*TEXT SECTION*.
== Segment start ==

Definition
Correlation versus causation is the discipline of distinguishing two variables that merely move together from two variables in which one actually drives the other. Correlation is a statistical pattern — when one variable changes, the other tends to change in a predictable way. Causation is a mechanistic claim — change the first variable and the second responds because of that change.
The distinction matters because policy, medicine, and personal decisions usually demand causal knowledge, while the data most readily available supports only correlational claims. Almost every famous statistical scandal — the spurious link between ice-cream sales and drownings, the once-confident reports linking hormone replacement therapy to reduced heart disease, countless economic forecasts — traces back to treating a correlation as if it were a causal relationship.
Why it matters
How it works
When two variables A and B move together, there are at least four explanations to consider. A may cause B; B may cause A; both may be driven by a third variable, C, that has not been measured; or the apparent pattern may be the product of chance in a small sample. Establishing that A causes B requires evidence that rules out the other three alternatives, not just evidence of co-movement.

== Segment end ==

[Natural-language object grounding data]
== Segment start ==

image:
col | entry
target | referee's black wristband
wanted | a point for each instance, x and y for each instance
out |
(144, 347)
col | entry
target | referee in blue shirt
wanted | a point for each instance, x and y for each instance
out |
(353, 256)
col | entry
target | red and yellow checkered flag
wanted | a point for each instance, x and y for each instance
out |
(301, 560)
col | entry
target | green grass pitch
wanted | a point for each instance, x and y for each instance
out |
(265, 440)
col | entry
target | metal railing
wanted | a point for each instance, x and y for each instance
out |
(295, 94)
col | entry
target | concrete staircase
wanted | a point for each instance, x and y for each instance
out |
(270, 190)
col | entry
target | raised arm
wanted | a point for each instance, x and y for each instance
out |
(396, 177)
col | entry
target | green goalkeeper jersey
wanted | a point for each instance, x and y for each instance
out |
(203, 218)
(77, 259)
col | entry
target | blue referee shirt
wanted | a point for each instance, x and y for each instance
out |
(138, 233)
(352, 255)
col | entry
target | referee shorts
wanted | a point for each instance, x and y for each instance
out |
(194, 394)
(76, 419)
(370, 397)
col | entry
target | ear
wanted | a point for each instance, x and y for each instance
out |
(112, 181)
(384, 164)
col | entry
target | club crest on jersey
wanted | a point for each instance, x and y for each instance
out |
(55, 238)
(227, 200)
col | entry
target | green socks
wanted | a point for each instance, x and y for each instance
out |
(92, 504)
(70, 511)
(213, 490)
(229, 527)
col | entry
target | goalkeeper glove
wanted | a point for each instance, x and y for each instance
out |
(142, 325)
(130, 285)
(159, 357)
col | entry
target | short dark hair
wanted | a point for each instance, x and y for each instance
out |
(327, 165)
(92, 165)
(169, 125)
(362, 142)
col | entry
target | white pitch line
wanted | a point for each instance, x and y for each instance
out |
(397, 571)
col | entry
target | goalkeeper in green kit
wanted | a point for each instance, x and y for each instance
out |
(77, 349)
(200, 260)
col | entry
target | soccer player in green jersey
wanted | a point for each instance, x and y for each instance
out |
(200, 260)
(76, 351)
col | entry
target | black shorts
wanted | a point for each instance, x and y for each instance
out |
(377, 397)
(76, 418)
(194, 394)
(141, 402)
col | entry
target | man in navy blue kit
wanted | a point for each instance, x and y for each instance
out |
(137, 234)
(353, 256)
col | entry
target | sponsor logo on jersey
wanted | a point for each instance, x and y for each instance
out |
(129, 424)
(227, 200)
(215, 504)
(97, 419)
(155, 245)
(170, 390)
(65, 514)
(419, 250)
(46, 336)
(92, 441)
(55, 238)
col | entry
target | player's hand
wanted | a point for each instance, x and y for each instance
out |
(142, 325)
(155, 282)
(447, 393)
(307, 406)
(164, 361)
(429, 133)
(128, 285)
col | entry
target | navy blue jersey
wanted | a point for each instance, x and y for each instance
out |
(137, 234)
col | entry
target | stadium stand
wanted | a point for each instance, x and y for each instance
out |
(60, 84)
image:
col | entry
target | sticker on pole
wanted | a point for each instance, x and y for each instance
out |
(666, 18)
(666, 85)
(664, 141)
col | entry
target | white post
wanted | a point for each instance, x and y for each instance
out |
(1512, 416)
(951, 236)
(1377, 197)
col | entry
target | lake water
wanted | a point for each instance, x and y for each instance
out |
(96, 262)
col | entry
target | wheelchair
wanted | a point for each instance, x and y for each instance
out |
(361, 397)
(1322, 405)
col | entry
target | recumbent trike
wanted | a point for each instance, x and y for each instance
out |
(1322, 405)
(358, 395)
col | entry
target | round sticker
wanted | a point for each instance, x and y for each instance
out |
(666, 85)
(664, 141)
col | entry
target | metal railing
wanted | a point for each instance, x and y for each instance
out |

== Segment end ==

*EXERCISES TO COMPLETE*.
(a) Duplicate the passage of the correlation-versus-causation text from "Why it matters" up to and including "evidence of co-movement.".
(b) According to the correlation-versus-causation text, what explanations should be considered when two variables A and B move together?
(c) Resume the correlation-versus-causation text from where it stops.
This material was drawn from a separate source.

*ANSWERS TO EACH TASK*.
(a)
Why it matters
How it works
When two variables A and B move together, there are at least four explanations to consider. A may cause B; B may cause A; both may be driven by a third variable, C, that has not been measured; or the apparent pattern may be the product of chance in a small sample. Establishing that A causes B requires evidence that rules out the other three alternatives, not just evidence of co-movement.

(b)
- A may cause B.
- B may cause A.
- Both may be driven by a third variable, C, that has not been measured.
- The apparent pattern may be the product of chance in a small sample.

(c)
Reverse causation often masquerades as causation. A study showing that successful companies have flat organisational structures cannot tell us whether flatness produced success, success allowed flatness, or both reflect a third trait such as adaptive leadership. Confounding is even more common. Ice-cream sales correlate with drowning rates because hot weather causes both — neither variable drives the other. Chance is the residual category: with enough variables and enough comparisons, some correlations will appear by sampling noise alone, which is why multiple-comparison corrections and replication matter. The serious work of statistics is not finding correlations but earning the right to draw a causal arrow between them.